Dataset items
____
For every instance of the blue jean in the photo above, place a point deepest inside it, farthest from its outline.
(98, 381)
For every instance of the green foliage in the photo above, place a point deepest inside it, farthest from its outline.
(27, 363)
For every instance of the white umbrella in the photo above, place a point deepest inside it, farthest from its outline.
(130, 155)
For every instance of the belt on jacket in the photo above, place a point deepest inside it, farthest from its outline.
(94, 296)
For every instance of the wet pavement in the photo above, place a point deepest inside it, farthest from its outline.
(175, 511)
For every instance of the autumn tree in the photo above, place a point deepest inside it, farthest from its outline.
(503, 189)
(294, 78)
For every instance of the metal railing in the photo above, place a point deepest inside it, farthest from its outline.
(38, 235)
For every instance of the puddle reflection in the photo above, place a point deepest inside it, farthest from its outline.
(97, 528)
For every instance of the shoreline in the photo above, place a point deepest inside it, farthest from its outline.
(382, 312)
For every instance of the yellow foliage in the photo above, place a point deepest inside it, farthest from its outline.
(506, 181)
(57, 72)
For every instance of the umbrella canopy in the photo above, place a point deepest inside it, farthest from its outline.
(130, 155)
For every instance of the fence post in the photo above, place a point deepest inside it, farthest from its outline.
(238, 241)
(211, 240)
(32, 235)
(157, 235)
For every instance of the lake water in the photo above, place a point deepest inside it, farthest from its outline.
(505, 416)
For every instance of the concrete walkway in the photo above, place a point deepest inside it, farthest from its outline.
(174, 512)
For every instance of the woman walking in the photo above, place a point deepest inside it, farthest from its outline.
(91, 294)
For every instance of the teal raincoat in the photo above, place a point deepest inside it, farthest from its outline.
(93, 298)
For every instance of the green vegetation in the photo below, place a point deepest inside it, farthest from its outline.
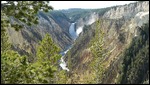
(135, 67)
(23, 11)
(16, 69)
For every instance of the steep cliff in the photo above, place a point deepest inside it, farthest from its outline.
(56, 25)
(120, 25)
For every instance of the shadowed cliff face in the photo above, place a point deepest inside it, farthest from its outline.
(56, 25)
(120, 25)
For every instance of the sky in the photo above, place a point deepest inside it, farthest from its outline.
(57, 5)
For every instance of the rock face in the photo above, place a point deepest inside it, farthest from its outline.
(120, 26)
(127, 11)
(55, 23)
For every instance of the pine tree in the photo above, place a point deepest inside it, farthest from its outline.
(47, 54)
(97, 50)
(24, 11)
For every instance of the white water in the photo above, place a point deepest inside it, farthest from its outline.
(72, 31)
(74, 36)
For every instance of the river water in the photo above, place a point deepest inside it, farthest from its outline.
(74, 35)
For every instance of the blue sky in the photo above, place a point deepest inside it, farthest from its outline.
(86, 4)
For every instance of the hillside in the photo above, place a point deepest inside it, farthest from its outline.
(80, 46)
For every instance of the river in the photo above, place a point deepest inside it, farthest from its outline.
(74, 35)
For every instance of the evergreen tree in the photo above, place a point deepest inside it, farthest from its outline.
(24, 11)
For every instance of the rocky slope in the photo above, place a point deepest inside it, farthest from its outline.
(55, 23)
(120, 25)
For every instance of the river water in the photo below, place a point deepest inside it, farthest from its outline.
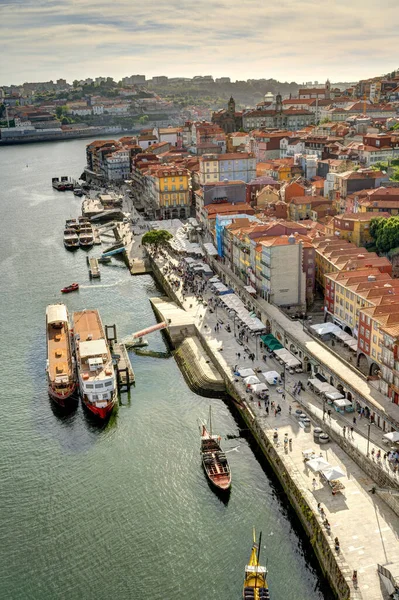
(123, 511)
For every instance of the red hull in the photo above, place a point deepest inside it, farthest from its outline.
(70, 288)
(100, 413)
(62, 399)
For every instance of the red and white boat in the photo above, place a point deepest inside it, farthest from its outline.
(70, 288)
(214, 460)
(96, 373)
(60, 368)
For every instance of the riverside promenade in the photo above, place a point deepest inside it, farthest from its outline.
(366, 527)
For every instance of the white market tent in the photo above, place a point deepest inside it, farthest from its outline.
(271, 377)
(318, 464)
(259, 387)
(251, 379)
(334, 395)
(233, 302)
(392, 436)
(333, 473)
(342, 403)
(246, 372)
(289, 359)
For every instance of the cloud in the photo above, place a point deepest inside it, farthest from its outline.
(288, 40)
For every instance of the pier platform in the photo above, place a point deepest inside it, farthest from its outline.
(125, 372)
(180, 323)
(94, 270)
(366, 526)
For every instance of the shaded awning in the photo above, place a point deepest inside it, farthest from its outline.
(271, 342)
(249, 289)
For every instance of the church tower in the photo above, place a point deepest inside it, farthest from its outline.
(327, 88)
(279, 103)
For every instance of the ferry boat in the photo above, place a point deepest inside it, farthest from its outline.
(96, 373)
(70, 288)
(62, 184)
(214, 460)
(60, 366)
(86, 239)
(71, 239)
(255, 583)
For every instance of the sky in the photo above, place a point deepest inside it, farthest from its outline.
(288, 40)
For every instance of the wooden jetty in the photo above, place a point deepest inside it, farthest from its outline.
(96, 234)
(124, 369)
(94, 270)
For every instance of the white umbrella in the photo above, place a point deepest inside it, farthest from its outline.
(333, 473)
(318, 464)
(246, 372)
(392, 436)
(259, 387)
(251, 379)
(271, 377)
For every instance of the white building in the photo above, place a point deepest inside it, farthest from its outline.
(235, 166)
(291, 146)
(117, 165)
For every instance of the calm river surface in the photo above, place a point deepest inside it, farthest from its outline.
(123, 512)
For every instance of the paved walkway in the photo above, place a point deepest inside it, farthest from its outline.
(367, 529)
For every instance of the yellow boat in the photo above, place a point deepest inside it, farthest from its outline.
(255, 583)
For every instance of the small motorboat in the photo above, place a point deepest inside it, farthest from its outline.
(255, 582)
(214, 460)
(70, 288)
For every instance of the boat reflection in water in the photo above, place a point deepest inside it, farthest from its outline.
(214, 460)
(255, 583)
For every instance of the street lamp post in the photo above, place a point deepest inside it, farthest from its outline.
(368, 438)
(308, 319)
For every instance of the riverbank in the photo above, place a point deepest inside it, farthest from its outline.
(342, 510)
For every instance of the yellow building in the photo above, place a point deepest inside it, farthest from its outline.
(170, 191)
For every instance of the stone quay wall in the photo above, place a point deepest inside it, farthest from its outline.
(333, 566)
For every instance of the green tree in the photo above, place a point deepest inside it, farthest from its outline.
(156, 238)
(385, 233)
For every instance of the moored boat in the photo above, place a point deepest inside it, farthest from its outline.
(60, 368)
(86, 239)
(214, 460)
(255, 583)
(96, 373)
(70, 288)
(62, 184)
(71, 239)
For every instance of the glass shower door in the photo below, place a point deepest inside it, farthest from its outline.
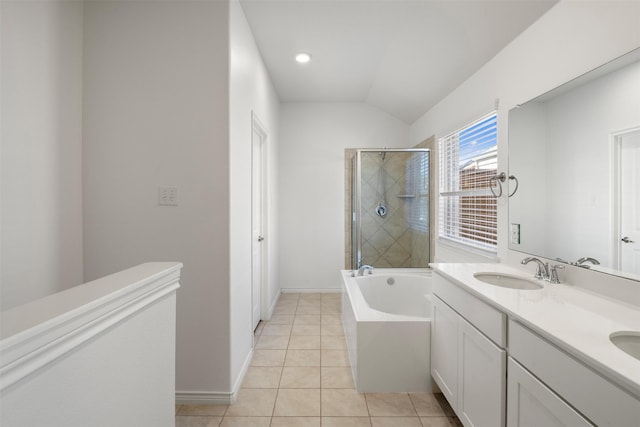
(390, 207)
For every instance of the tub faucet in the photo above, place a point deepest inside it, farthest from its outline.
(363, 268)
(542, 272)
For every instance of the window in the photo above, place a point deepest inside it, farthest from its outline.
(417, 187)
(468, 161)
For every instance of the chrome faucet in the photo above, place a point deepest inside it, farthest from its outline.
(542, 271)
(363, 268)
(587, 259)
(553, 273)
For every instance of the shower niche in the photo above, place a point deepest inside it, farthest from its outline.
(389, 196)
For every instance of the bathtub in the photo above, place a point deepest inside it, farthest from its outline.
(387, 324)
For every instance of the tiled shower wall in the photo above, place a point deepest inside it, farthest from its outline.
(388, 241)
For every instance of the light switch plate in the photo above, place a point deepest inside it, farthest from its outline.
(515, 233)
(168, 196)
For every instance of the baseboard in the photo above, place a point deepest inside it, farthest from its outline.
(273, 306)
(215, 398)
(243, 373)
(311, 291)
(204, 398)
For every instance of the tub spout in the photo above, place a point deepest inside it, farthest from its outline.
(363, 268)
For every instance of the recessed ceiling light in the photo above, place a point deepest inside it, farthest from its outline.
(303, 58)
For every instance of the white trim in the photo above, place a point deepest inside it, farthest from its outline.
(615, 140)
(273, 306)
(311, 290)
(214, 397)
(30, 348)
(204, 398)
(243, 372)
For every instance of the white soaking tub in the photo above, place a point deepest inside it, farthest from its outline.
(387, 325)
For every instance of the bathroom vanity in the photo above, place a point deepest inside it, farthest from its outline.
(511, 350)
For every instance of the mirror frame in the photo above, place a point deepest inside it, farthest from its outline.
(616, 64)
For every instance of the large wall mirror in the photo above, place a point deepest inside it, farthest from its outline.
(576, 154)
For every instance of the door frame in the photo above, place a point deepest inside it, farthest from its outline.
(616, 197)
(259, 128)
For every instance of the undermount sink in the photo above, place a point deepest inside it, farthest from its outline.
(627, 341)
(507, 281)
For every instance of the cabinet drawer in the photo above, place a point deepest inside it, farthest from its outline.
(597, 398)
(485, 318)
(532, 404)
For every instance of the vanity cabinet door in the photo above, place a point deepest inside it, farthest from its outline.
(481, 378)
(444, 350)
(532, 404)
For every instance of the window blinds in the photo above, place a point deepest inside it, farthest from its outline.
(468, 161)
(417, 185)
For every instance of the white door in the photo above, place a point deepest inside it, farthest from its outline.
(258, 200)
(630, 202)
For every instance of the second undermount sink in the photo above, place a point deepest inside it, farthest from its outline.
(627, 341)
(508, 281)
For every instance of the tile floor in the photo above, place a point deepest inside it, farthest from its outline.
(300, 376)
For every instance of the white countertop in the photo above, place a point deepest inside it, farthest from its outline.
(576, 320)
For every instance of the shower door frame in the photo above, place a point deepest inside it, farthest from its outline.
(356, 199)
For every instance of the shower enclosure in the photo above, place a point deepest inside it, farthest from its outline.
(390, 208)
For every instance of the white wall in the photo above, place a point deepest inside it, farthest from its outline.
(251, 92)
(570, 39)
(156, 97)
(313, 137)
(41, 122)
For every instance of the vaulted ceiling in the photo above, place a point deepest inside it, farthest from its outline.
(402, 56)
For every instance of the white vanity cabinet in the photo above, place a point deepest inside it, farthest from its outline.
(532, 404)
(468, 361)
(546, 384)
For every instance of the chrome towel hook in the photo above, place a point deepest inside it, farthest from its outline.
(499, 179)
(515, 189)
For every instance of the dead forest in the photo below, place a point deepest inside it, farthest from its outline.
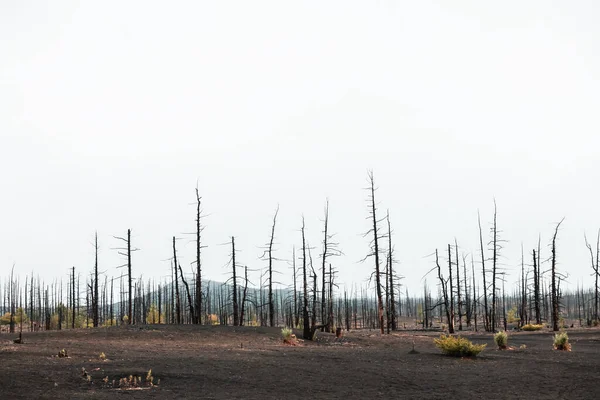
(314, 301)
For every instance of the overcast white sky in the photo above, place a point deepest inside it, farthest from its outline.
(110, 112)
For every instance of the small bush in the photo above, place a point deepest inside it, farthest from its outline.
(561, 341)
(458, 346)
(532, 327)
(288, 336)
(501, 340)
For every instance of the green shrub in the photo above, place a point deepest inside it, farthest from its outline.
(458, 346)
(532, 327)
(286, 333)
(288, 336)
(561, 341)
(501, 339)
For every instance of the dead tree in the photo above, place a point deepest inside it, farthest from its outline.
(483, 273)
(390, 273)
(95, 293)
(474, 293)
(244, 294)
(330, 249)
(443, 284)
(296, 313)
(536, 289)
(73, 304)
(236, 315)
(375, 248)
(555, 293)
(197, 318)
(189, 296)
(268, 255)
(177, 298)
(459, 304)
(596, 269)
(523, 316)
(451, 289)
(11, 293)
(496, 247)
(128, 250)
(305, 316)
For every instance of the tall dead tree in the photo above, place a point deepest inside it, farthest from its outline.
(294, 273)
(536, 289)
(390, 273)
(177, 298)
(451, 289)
(330, 249)
(444, 286)
(187, 290)
(305, 316)
(555, 292)
(243, 310)
(459, 298)
(324, 318)
(73, 304)
(95, 293)
(486, 322)
(596, 269)
(128, 250)
(197, 318)
(236, 320)
(12, 294)
(268, 255)
(375, 248)
(495, 253)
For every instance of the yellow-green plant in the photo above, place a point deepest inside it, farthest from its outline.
(561, 341)
(501, 340)
(458, 346)
(532, 327)
(287, 333)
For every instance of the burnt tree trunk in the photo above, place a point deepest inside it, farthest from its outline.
(305, 316)
(486, 321)
(391, 274)
(177, 297)
(197, 318)
(375, 253)
(554, 294)
(270, 258)
(95, 295)
(236, 315)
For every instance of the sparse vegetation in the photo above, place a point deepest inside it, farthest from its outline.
(458, 346)
(288, 336)
(532, 327)
(561, 341)
(501, 340)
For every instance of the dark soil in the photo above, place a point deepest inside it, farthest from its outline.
(214, 362)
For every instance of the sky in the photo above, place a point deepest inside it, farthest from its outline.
____
Reproduce the lines of the entries above exactly, but only from the line containing "For every instance of the small bush" through the final line.

For every instance of the small bush in the photo above, place a point deepest inside it, farthest from its outline.
(561, 341)
(458, 346)
(532, 327)
(288, 336)
(501, 340)
For every instance of the green shrub in the photo above, place a point deepest inside it, farthest from its outline.
(458, 346)
(532, 327)
(286, 333)
(288, 336)
(561, 341)
(501, 339)
For every instance of the dead tree in the photo above, place a point deepest inside it, farthest from its outline.
(483, 273)
(390, 273)
(95, 293)
(474, 293)
(244, 294)
(330, 249)
(443, 284)
(296, 313)
(536, 289)
(73, 304)
(236, 315)
(375, 248)
(555, 293)
(197, 318)
(189, 296)
(268, 255)
(177, 298)
(459, 304)
(596, 269)
(523, 316)
(451, 289)
(11, 293)
(496, 247)
(128, 250)
(305, 316)
For every instance of the tall dead tree in the photo above, place a point deepest inside it, farthest from its outline.
(294, 273)
(536, 289)
(390, 273)
(177, 298)
(451, 289)
(330, 249)
(444, 286)
(187, 290)
(305, 316)
(555, 292)
(243, 310)
(459, 298)
(324, 318)
(73, 304)
(95, 293)
(486, 322)
(596, 269)
(128, 250)
(197, 318)
(236, 320)
(12, 294)
(268, 255)
(375, 248)
(495, 253)
For every instance of the yellow-green plant in the photo above, place a point deepest inside it, farthest from its outline.
(561, 341)
(501, 340)
(458, 346)
(532, 327)
(287, 333)
For every instance of the burnt tree trunk in the photo above, place a point deepest inside it, farthest from its outline.
(305, 316)
(486, 321)
(391, 274)
(177, 297)
(197, 318)
(375, 253)
(554, 294)
(270, 258)
(95, 295)
(236, 315)
For every instance of the sparse vegetation in the photo above, place a point deepest inside it, farthest from its outline.
(458, 346)
(288, 336)
(532, 327)
(561, 341)
(501, 340)
For every instance of the dark soil in the photo above, place a point deepest inside it, farthest from its outline.
(214, 362)
For every instance of the sky in the photo above, place a point deepest inside it, farthest from its outline.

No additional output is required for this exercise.